**Problem**.
Output every entry exactly as given.

**Data rows**.
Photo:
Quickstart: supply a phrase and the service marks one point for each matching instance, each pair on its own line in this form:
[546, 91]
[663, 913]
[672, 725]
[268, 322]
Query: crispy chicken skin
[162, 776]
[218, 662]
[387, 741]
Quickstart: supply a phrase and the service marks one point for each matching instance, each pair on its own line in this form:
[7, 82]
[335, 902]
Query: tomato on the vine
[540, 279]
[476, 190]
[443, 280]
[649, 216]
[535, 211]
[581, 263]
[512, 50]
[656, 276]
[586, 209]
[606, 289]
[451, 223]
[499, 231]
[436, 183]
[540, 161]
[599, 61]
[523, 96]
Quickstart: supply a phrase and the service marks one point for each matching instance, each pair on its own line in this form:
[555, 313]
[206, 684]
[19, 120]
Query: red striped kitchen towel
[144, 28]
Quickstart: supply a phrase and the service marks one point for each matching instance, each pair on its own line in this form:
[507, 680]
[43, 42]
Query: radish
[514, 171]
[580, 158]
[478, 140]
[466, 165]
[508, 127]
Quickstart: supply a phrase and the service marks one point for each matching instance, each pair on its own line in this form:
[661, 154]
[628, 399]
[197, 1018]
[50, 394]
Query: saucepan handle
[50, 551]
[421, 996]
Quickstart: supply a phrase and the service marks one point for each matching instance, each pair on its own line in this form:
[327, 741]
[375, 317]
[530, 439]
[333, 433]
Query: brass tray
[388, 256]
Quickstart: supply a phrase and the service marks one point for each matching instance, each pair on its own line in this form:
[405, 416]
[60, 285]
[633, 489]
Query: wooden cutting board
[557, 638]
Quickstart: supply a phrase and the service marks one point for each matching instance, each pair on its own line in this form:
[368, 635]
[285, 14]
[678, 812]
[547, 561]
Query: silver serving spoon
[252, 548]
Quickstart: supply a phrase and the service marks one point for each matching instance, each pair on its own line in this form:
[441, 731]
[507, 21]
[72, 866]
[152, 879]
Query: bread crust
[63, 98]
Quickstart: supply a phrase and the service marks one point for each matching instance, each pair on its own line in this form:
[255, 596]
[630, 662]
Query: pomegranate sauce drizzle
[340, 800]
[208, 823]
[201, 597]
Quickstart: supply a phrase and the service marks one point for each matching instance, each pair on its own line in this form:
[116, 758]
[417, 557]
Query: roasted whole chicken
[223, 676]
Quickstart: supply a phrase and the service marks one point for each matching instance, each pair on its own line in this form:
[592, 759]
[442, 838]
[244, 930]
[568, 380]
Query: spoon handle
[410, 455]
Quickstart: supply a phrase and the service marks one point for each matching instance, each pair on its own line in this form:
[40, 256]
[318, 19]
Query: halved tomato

**Result for this exercise**.
Photo:
Quickstart: supply a phrase and the service marks one point for each matching instance, each pair on its own line in this form:
[546, 91]
[663, 913]
[672, 725]
[268, 322]
Query: crispy chicken skin
[162, 776]
[218, 662]
[387, 741]
Quickstart: supply a phrase and the service marks one point for each matching instance, each pair on its own line in this form:
[7, 82]
[335, 902]
Query: tomato on the vine
[540, 279]
[476, 190]
[443, 280]
[649, 216]
[535, 211]
[581, 263]
[512, 50]
[656, 276]
[586, 209]
[606, 289]
[451, 223]
[499, 231]
[436, 183]
[540, 161]
[599, 61]
[523, 96]
Quickstart: supply a phrase and the service marks one point for each matching instance, each pair on its own line in this form:
[555, 313]
[206, 684]
[19, 120]
Query: red striped kitchen towel
[144, 28]
Quickstart: supply a phrase and the service marks one point for each matching instance, each pair on its own line in this form:
[507, 680]
[43, 42]
Query: radish
[514, 171]
[580, 158]
[478, 140]
[466, 165]
[508, 127]
Quickstart: supply a phrase and the service marks one point for each matching instance, each pair on its own line in this form:
[661, 154]
[628, 399]
[197, 1018]
[50, 394]
Query: saucepan handle
[50, 551]
[421, 996]
Quickstart: supply a phrase and the service marks one point for each matching instance, each pair on its own line in this form:
[327, 741]
[375, 317]
[530, 439]
[333, 433]
Query: brass tray
[388, 256]
Quickstart: supply a phrase and the service marks one point for each matching instance, each pair on its own line in this form:
[405, 416]
[60, 285]
[633, 489]
Query: wooden cutting board
[557, 638]
Quickstart: supply a phrase and the service marks one point for each matching instance, each pair on its own line in this form:
[368, 635]
[285, 14]
[678, 812]
[547, 561]
Query: silver serving spoon
[252, 548]
Quickstart: supply a phrase and the service marks one point for each matching instance, each pair on its own line in this form:
[441, 731]
[507, 21]
[72, 866]
[152, 879]
Query: bread crust
[63, 98]
Quickstart: supply a phrase and the service marks one point for each matching instance, each pair on its own line in this form:
[255, 596]
[630, 662]
Query: pomegranate sauce drizzle
[340, 800]
[208, 823]
[201, 597]
Quickstart: supply a phrase and the service marks one point for each matching instance, each pair on its own line in this form:
[116, 758]
[417, 557]
Query: roasted whole chicken
[223, 676]
Quickstart: supply a phrase and the service marks one point for each matching instance, each pair on its own line in this form:
[592, 759]
[442, 838]
[244, 930]
[568, 380]
Query: spoon handle
[410, 455]
Quickstart: supply a phrase and the service marks one point for each matching instance, each pair on its own line in this form:
[40, 256]
[318, 19]
Query: halved tomato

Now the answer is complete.